Exercise instructions =
1) In the passage on custody battles and mental illness labels, whom was Spears in a custody battle with?
2) Write the next part of the passage on custody battles and mental illness labels, picking up after its final sentence.

Sometimes, this cycle of abuse continues past a girl’s childhood and into adulthood. Meier said she has seen multiple cases in her career where fathers have colluded with their own daughters’ ex-husbands to see their children taken away from them through custody settlements. She explained that this can happen when an abusive parent resents that they no longer have the same degree of control they once had over their now-adult adult child.
Allegations of mental illness against the mother can also arise in custody battles. This is, in fact, exactly what happened to Spears. To date, she still does not have 50-50 time with her children, and her conservatorship further restricts what that time can look like.
Meier pointed out that no scientific argument has ever been presented arguing that a mother with mental illness who loves and is loved by her children is inherently causing her children harm simply because she has some form of disability.
Abuse can play out publicly when a parent takes an adult child to court or attempts to get them hospitalized for a mental illness, all tactics adopted by an abuser to prevent a grown child from freeing themselves from family systems of abuse that cannot be carried over in the same way once a person is no longer a child.
In custody battles, Meier said, “Women’s emotions are pathologized and then they are given mental disorder labels and have their children taken from them.”
This, certainly, has played into Spears’ own conservator case, which stemmed from her own custody battle with Federline, her ex-husband. Meier explains that the “holy grail” in family court is that custody arrangements should be shared between parents. Mothers who object to this often face consequences, she said.
“The pathologizing of mothers who resist default custody arrangements or don’t want to give up custody to the father is endemic,” she said. “And when mothers get upset, they are then called mentally ill. When they get angry, they are then called mentally ill.”
These labels of mental illness and disability can then continue to plague them as they continue to navigate the legal system. It has put Spears in the public eye for years as she has continued to perform and earn money even as the legal system limits her access to that income.
Also at play when there are allegations of abuse or domestic violence of any kind in a family is the issue of what’s known in the legal system as a label of “encapsulated delusion,” Meier said. This is when a woman is determined to be delusional by the court — but only about her allegations of her or her children having been abused. In these situations, she’s deemed to be completely functional and mentally sound in the other aspects of her life — including her professional life and performance.

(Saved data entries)

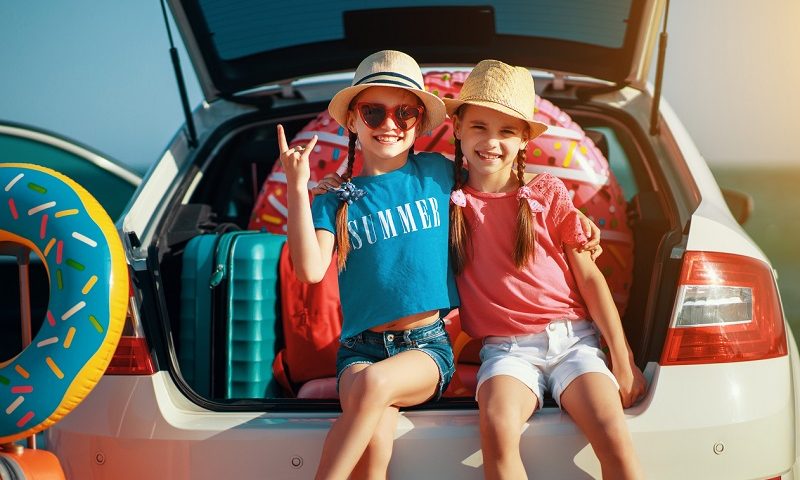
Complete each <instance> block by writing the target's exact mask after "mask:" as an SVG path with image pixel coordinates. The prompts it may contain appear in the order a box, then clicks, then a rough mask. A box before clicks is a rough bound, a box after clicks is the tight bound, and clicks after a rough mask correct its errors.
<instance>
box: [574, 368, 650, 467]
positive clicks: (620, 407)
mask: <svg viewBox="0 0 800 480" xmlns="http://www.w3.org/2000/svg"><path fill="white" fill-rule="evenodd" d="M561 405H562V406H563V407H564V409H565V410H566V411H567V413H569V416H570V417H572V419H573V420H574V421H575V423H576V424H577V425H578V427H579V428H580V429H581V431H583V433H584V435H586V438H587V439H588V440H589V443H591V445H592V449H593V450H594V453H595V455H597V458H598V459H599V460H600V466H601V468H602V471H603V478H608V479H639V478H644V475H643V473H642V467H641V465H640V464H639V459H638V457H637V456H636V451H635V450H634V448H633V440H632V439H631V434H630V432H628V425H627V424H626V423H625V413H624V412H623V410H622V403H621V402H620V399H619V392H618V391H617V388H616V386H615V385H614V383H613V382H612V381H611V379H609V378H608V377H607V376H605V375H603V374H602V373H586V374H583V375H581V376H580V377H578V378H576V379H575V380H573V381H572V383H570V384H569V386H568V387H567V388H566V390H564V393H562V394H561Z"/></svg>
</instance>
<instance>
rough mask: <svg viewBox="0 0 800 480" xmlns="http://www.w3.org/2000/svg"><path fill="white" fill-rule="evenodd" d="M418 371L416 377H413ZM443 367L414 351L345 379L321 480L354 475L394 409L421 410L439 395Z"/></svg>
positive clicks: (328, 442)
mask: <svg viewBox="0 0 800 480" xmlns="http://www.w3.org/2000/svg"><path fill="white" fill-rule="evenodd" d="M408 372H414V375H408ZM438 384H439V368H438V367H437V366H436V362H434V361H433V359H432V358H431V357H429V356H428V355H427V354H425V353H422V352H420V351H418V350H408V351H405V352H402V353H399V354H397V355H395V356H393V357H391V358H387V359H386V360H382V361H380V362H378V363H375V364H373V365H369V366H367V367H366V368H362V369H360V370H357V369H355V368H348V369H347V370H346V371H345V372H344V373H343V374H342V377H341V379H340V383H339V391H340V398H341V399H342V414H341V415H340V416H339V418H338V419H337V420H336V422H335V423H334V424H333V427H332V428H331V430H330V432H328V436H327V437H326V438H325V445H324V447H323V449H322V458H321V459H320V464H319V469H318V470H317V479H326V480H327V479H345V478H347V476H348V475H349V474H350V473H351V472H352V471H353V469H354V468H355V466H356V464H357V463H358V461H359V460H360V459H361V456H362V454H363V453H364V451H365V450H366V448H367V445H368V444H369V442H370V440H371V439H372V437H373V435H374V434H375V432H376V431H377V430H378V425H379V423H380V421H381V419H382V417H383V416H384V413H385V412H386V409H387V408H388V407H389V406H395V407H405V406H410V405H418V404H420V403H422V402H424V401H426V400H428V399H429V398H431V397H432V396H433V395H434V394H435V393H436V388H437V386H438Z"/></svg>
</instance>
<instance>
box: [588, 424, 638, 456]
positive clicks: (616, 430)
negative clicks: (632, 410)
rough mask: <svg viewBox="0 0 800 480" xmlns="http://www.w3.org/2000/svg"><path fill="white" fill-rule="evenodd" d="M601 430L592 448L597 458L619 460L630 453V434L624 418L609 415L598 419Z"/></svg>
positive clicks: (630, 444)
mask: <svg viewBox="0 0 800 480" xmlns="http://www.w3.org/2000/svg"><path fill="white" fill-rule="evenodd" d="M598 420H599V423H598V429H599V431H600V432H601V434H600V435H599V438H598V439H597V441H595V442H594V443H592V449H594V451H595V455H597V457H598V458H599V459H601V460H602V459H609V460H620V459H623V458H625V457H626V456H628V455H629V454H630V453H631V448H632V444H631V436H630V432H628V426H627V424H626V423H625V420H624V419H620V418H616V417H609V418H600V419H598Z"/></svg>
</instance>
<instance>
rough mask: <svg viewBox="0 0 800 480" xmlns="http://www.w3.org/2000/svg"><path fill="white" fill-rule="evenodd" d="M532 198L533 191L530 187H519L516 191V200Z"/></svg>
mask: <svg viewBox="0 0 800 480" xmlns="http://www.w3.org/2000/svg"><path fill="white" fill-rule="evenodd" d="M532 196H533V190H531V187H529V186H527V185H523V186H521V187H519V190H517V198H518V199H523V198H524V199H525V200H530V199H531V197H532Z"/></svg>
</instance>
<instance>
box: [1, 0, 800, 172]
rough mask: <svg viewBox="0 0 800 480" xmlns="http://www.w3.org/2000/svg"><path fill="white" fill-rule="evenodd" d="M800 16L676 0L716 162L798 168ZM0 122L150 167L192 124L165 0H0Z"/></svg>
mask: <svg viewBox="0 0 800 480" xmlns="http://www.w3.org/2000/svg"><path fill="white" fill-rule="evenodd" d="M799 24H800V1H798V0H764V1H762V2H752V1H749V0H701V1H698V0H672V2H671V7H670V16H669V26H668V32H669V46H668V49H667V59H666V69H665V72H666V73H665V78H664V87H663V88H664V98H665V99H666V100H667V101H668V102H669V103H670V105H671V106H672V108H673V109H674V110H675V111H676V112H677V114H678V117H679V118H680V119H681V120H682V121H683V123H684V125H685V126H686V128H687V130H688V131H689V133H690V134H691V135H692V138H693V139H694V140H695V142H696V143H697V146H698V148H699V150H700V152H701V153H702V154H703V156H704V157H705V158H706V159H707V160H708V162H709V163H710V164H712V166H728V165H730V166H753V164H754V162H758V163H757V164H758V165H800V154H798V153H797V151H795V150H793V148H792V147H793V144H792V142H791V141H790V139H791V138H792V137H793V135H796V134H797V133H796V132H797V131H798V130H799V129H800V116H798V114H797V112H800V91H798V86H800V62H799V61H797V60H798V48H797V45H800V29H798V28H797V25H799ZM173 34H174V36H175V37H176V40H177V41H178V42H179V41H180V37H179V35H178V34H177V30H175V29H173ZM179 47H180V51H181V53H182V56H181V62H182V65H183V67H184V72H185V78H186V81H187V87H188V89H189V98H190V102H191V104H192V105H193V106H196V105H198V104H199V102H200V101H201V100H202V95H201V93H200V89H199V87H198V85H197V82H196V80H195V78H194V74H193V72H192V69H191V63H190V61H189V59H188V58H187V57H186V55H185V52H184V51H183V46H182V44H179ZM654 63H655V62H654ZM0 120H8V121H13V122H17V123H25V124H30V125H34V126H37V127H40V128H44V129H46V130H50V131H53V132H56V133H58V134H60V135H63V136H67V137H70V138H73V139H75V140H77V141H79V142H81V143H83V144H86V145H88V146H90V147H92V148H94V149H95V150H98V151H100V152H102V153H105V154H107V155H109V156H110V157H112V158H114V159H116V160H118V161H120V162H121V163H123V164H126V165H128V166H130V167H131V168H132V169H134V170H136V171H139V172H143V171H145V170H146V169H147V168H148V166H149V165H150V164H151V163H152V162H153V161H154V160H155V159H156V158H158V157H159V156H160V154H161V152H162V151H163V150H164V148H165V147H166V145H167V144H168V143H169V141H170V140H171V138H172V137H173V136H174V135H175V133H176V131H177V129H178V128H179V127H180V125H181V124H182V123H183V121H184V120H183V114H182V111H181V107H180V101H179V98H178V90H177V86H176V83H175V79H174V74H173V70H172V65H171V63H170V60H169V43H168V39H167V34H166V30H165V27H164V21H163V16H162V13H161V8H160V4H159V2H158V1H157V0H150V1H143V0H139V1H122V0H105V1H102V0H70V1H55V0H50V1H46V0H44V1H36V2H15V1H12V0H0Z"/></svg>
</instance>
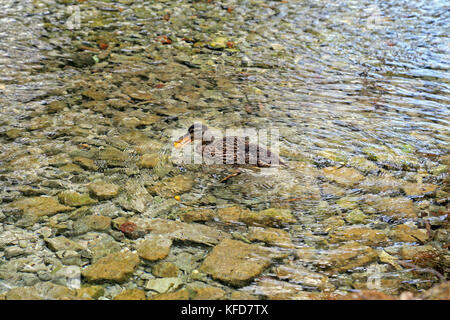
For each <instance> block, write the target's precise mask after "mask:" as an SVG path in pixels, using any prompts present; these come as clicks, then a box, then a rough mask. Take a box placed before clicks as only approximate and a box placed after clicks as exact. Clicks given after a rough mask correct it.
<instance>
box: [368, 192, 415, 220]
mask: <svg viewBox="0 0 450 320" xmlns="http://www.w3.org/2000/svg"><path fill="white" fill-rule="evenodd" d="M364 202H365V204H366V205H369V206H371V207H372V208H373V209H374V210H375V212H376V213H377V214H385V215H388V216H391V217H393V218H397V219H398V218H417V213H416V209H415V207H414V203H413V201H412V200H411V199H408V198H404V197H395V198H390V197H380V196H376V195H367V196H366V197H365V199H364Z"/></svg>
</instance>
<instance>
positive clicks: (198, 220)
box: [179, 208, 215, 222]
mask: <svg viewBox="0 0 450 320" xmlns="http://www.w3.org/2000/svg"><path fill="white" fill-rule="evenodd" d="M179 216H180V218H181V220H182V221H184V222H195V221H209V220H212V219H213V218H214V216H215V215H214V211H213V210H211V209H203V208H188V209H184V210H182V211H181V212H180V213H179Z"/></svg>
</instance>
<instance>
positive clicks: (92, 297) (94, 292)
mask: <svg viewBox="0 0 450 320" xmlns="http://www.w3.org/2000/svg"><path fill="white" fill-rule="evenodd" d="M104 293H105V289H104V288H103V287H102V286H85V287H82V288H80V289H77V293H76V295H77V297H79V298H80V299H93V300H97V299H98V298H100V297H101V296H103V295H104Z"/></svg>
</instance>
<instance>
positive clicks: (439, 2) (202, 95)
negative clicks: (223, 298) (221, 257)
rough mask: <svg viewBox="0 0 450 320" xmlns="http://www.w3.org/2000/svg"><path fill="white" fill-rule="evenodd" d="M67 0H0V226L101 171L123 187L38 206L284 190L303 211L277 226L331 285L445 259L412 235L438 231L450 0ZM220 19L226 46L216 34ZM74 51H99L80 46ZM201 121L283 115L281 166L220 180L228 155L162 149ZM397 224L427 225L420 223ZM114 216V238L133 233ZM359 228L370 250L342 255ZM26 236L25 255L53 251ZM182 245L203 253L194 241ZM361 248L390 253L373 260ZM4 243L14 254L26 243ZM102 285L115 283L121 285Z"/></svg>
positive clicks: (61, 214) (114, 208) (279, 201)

Solved problems =
1) Federline, her ex-husband.

2)
Spears has been in the spotlight with her conservatorship in place, even taking up a performance residency in Las Vegas, but any person’s public-facing life is only part of the story.
“The law scaffolds this legal understanding that what happens in families is private,” Murray said. “But when it becomes abusive, then the state intervenes. But how do we find out when something is abusive if families are supposed to be kept private?”
Spears’ wealth and privilege could have also helped in perpetuating the abuse against her. Members of Spears’ family relied on her wealth and talent as their own source of economic sustenance, Murray pointed out.
Murray also noted that one large divide that exists between what is currently playing out with Spears and what happens in the more commonly seen family abuse scenarios within the child welfare system is that in that system, “children are mainly Black and Brown and don’t have the benefit of years in the spotlight.” They also, Murray said, don’t have the benefit of any modicum of privacy, as any interaction with any form of public support insists on all family life being put on display in exchange for accessing this kind of government-funded assistance.
“Families in the child welfare system, their lives are made public through public assistance. State subsidies preclude privacy,” said Murray. “Which is what makes Britney different: She’s wealthy and privileged, but that still wasn’t enough to insulate her from this kind of abuse nor enough to allow people to see what was really going on.”